== ТЕКСТ ДОКУМЕНТА ==
Утверждали, что одной стороной своего творчества автор «Дон Жуана» принадлежит к школе Вольтера. Заблуждение! Смех Байрона и смех Вольтера глубоко различны: Вольтер не знал страдания.
Здесь уместно было бы сказать несколько слов о полной треволнений жизни, прожитой благородным поэтом. Но, не зная достаточно хорошо подлинных причин тех семейных огорчений, которые сделали его столь мрачным и раздражительным, мы предпочитаем не распространяться об этом, чтобы перо наше не уклонилось, хотя бы и невольно, от истины! Мы знаем лорда Байрона только по его поэмам, и нам приятно было бы предполагать, что жизнь поэта была подобна душе его и творческому гению.
Как все необыкновенные люди, он, без сомнения, был жертвой клеветы. Лишь ей мы приписываем слухи, так долго порочившие славное имя поэта. К тому же та, кто может считать себя оскорбленной им, наверно первая забыла его прегрешения перед ликом смерти. Мы надеемся, что она простила ему; ибо принадлежим к числу тех, кто не признает за ненавистью и мщением права высекать надписи на надгробной плите.
===
▶ **ОБЯЗАТЕЛЬНЫЕ ЗАДАНИЯ**
**A)** Чем, согласно тексту о Байроне, смех Вольтера отличался от смеха Байрона?
**B)** Пожалуйста, подхватите текст о Байроне и напишите продолжение, начиная сразу после его последней фразы.
Записи для работы не понадобятся.
== СТРОКИ НАБОРА ДАННЫХ ==
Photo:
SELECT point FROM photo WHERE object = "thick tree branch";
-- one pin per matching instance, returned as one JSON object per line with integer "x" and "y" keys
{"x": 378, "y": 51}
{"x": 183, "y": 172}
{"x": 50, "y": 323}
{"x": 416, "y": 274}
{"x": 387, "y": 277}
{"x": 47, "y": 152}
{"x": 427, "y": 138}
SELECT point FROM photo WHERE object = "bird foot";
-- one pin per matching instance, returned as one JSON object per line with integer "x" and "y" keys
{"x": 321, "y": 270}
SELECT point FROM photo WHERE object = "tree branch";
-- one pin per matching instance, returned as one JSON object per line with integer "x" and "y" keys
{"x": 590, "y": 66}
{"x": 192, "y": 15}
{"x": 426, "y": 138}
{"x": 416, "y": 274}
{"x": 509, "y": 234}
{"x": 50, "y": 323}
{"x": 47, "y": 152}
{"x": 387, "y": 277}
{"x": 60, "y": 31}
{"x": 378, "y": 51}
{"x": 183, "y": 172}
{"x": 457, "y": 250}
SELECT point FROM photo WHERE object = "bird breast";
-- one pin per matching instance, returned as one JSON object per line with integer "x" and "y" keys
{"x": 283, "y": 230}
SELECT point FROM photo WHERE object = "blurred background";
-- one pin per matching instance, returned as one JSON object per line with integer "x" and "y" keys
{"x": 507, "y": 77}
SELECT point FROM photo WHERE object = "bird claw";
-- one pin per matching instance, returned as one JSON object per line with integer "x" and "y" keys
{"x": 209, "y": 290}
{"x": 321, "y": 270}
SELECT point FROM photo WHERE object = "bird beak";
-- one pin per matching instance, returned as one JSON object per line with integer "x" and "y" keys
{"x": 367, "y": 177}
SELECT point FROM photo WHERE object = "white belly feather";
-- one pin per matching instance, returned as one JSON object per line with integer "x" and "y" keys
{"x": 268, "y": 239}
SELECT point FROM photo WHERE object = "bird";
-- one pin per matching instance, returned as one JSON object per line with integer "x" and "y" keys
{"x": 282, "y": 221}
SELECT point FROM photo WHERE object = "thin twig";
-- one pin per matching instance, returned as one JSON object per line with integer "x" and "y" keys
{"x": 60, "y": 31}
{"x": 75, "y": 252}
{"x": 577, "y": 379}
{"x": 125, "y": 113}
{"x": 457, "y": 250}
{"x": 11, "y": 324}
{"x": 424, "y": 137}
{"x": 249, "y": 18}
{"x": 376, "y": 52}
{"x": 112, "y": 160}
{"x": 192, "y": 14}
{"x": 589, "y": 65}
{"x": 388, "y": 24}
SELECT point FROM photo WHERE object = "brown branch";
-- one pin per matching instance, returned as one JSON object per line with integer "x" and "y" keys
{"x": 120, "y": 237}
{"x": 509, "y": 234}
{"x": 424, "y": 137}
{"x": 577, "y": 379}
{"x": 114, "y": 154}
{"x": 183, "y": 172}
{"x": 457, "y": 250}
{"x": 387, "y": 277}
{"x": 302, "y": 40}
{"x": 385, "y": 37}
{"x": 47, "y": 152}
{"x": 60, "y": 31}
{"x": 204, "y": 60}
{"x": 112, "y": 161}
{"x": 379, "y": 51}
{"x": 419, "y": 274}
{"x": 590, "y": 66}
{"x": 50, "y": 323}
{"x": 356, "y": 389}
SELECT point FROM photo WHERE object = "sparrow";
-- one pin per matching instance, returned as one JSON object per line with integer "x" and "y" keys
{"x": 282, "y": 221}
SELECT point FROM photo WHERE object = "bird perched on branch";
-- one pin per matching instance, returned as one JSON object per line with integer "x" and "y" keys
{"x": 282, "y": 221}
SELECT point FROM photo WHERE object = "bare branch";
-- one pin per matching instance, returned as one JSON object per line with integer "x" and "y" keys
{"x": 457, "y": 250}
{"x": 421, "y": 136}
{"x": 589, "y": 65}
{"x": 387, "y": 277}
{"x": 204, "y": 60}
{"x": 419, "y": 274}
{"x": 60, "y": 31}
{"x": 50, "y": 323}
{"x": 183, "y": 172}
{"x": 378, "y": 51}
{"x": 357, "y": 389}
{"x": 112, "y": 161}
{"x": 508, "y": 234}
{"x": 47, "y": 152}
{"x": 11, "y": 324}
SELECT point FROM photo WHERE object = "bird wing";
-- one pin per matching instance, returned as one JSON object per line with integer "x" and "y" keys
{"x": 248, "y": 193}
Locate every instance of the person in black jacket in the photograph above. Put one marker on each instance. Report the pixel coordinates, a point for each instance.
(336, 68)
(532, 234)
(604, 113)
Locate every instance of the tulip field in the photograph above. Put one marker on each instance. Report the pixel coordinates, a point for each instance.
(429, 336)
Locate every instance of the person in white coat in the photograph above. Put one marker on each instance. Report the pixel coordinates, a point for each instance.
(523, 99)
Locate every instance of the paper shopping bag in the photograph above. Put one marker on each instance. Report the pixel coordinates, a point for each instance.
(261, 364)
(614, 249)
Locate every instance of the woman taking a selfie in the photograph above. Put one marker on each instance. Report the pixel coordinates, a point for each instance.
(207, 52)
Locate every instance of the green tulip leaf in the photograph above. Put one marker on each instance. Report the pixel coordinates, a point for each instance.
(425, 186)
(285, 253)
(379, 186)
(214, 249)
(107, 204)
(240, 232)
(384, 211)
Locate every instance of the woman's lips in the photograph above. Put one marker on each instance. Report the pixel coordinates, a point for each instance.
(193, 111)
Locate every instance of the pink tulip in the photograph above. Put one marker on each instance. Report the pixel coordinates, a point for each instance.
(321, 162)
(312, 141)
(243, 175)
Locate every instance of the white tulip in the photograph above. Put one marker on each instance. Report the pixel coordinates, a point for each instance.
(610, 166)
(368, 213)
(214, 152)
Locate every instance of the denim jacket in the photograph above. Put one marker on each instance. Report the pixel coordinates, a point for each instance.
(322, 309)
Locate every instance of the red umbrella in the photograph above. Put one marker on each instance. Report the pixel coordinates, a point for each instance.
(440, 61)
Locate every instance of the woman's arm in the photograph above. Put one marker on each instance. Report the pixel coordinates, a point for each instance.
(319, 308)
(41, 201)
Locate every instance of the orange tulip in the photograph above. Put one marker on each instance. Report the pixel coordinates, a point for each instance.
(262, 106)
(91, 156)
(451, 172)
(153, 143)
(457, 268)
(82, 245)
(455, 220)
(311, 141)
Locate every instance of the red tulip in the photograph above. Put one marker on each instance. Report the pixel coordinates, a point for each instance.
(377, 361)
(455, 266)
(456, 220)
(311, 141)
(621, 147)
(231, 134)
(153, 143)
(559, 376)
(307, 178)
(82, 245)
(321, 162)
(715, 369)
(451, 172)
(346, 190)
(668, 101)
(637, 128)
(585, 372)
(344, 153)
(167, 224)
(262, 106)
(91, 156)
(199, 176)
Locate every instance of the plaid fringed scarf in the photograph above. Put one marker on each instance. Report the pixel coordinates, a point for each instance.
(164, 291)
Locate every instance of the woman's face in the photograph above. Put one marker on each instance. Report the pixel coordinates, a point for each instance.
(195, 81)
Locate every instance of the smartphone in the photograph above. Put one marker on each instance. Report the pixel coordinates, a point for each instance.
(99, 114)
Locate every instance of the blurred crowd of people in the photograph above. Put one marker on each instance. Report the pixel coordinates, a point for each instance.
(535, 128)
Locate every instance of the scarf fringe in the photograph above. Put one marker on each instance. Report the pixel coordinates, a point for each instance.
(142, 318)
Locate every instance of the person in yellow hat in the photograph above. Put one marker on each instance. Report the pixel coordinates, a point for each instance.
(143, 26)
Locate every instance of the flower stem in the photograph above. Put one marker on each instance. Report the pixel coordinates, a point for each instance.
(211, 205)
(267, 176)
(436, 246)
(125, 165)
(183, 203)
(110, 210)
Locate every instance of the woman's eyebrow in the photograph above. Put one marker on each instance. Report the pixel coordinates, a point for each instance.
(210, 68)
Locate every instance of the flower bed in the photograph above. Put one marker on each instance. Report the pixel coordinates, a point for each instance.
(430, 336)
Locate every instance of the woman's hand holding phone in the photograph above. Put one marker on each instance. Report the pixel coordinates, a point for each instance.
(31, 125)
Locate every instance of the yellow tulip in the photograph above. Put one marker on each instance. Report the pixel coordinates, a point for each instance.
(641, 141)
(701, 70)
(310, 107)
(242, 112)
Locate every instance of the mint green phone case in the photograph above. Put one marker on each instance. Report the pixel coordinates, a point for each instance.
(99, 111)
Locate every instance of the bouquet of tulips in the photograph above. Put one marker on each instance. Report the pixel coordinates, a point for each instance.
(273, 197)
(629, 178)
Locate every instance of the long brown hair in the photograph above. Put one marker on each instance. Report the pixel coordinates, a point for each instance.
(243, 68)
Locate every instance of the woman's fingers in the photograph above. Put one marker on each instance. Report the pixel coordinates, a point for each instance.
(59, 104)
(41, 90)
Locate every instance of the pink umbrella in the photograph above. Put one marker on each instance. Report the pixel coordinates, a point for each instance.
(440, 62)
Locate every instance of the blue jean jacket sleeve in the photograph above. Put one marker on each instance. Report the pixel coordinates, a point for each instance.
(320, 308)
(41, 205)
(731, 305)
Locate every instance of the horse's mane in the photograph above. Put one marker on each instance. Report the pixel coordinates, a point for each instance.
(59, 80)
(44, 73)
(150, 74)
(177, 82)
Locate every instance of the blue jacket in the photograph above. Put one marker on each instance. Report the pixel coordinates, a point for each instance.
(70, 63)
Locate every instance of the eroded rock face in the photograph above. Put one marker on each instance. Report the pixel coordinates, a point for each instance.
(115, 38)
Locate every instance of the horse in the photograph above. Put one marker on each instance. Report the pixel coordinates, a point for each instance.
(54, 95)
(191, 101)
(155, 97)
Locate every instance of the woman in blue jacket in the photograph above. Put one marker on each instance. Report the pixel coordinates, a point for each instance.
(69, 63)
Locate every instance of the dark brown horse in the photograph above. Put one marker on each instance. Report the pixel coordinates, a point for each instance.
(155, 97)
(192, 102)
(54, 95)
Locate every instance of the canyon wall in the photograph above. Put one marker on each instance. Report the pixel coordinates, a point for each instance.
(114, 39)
===
▶ **ОТВЕТЫ К ЗАДАНИЯМ**
**A)** Вольтер не знал страдания.

**B)**
А мы, со своей стороны, тоже простим ему ошибки, заблуждения и даже те его творения, в которых он оказывается как бы ниже своей благородной натуры и своего таланта; простим ему, — он принял такую благородную смерть, так славно пал. Он был как бы воинственным посланцем современной музы в стране античных муз. Великодушный союзник борцов за славу, веру и свободу, он принес свой меч и свою лиру потомкам древних воинов и древних поэтов. И лавры его так много значили, что они одни уже склоняли чашу весов на сторону многострадальных эллинов. Мы же лично обязаны ему глубочайшей благодарностью. Он доказал Европе, что поэты новой школы, хотя они уже не поклоняются богам языческой Греции, доныне чтут ее героев и что если они отошли от Олимпа, то по крайней мере никогда не прощались с Фермопилами.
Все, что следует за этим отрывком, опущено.